**Your task**
Print the records exactly as given.

Spatial localization data
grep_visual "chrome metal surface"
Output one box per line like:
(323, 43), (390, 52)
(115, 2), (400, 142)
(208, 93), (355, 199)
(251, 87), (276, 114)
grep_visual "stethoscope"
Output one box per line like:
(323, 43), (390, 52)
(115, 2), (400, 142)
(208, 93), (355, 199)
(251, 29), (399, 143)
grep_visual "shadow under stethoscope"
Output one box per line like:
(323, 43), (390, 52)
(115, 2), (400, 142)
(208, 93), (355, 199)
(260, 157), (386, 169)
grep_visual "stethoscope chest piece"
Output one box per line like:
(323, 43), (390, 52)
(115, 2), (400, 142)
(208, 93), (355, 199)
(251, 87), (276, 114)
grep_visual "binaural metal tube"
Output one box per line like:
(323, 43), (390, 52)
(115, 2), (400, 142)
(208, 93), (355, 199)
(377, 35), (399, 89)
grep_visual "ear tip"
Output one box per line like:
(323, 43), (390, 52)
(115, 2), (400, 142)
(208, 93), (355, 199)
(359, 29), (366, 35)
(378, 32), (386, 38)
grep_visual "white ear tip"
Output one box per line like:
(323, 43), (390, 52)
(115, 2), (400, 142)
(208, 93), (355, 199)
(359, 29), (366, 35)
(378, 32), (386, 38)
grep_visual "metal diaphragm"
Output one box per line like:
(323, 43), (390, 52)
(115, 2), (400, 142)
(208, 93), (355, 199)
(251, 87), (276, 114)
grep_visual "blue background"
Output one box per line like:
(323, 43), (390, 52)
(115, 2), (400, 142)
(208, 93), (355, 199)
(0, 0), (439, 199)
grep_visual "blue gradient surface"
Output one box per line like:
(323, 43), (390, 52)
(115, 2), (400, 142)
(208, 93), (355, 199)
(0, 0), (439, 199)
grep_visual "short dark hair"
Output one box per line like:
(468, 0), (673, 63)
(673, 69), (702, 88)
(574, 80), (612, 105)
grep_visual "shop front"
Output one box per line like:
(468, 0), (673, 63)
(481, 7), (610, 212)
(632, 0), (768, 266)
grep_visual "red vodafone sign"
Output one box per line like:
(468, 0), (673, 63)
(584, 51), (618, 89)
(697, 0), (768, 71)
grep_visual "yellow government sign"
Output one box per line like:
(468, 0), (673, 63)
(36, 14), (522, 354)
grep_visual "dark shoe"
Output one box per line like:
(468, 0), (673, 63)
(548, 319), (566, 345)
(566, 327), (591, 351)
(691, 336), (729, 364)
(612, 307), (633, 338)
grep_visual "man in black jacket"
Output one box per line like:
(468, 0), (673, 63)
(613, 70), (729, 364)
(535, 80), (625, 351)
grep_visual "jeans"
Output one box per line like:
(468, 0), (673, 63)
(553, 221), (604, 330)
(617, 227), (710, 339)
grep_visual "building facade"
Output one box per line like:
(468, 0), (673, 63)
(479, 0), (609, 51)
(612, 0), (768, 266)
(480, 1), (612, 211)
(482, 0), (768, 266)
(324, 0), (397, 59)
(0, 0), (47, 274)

**Solution to this task**
grep_visual "chrome metal surface"
Output one box per line like:
(323, 43), (390, 52)
(115, 2), (400, 142)
(208, 93), (355, 199)
(251, 87), (276, 114)
grep_visual "stethoscope"
Output one box per line like:
(323, 43), (390, 52)
(115, 2), (400, 142)
(208, 93), (355, 199)
(251, 29), (399, 143)
grep_visual "shadow under stethoscope"
Output one box per line like:
(323, 43), (390, 52)
(115, 2), (400, 142)
(208, 93), (355, 199)
(260, 157), (386, 169)
grep_visual "stethoscope chest piece"
Output one box per line like:
(323, 43), (390, 52)
(115, 2), (400, 142)
(208, 93), (355, 199)
(251, 87), (276, 114)
grep_visual "binaural metal tube"
Output one box per line like:
(323, 43), (390, 52)
(115, 2), (400, 142)
(208, 93), (355, 199)
(377, 35), (399, 89)
grep_visual "ear tip"
Output one box per line like:
(323, 43), (390, 52)
(115, 2), (400, 142)
(208, 93), (355, 199)
(359, 29), (366, 35)
(378, 32), (386, 38)
grep_visual "white ear tip"
Output one box per line like:
(323, 43), (390, 52)
(115, 2), (400, 142)
(208, 93), (355, 199)
(359, 29), (366, 35)
(378, 32), (386, 38)
grep_visual "metal diaphragm"
Output one box per line like:
(323, 43), (390, 52)
(115, 2), (400, 142)
(208, 93), (355, 199)
(251, 87), (276, 114)
grep_visual "blue background"
Output one box per line like:
(323, 43), (390, 52)
(115, 2), (400, 142)
(208, 93), (355, 199)
(0, 0), (439, 199)
grep_visual "blue gradient surface"
Output one box per line like:
(323, 43), (390, 52)
(115, 2), (400, 142)
(208, 93), (355, 199)
(0, 0), (439, 199)
grep_visual "short dark hair"
Output one box per line like:
(468, 0), (673, 63)
(673, 69), (702, 88)
(574, 80), (612, 105)
grep_visual "shop front"
Output one box per line like:
(468, 0), (673, 63)
(481, 7), (610, 212)
(632, 0), (768, 266)
grep_visual "red vodafone sign"
Output one box per line like:
(468, 0), (673, 63)
(584, 51), (618, 89)
(697, 0), (768, 71)
grep_visual "yellow government sign"
Output one box per line like:
(468, 0), (673, 63)
(36, 14), (522, 354)
grep_visual "dark shoe"
Output one box per line like:
(468, 0), (673, 63)
(548, 319), (566, 345)
(566, 327), (591, 351)
(691, 336), (729, 364)
(612, 307), (633, 338)
grep_visual "man in black jacket"
Output one box per line like:
(468, 0), (673, 63)
(613, 70), (729, 364)
(535, 80), (625, 351)
grep_visual "jeans"
Output one box per line like:
(468, 0), (673, 63)
(553, 221), (604, 330)
(617, 227), (710, 339)
grep_visual "building facade"
Output one box per line like:
(468, 0), (673, 63)
(479, 0), (609, 51)
(612, 0), (768, 266)
(480, 1), (612, 211)
(482, 0), (768, 266)
(324, 0), (397, 59)
(0, 0), (47, 274)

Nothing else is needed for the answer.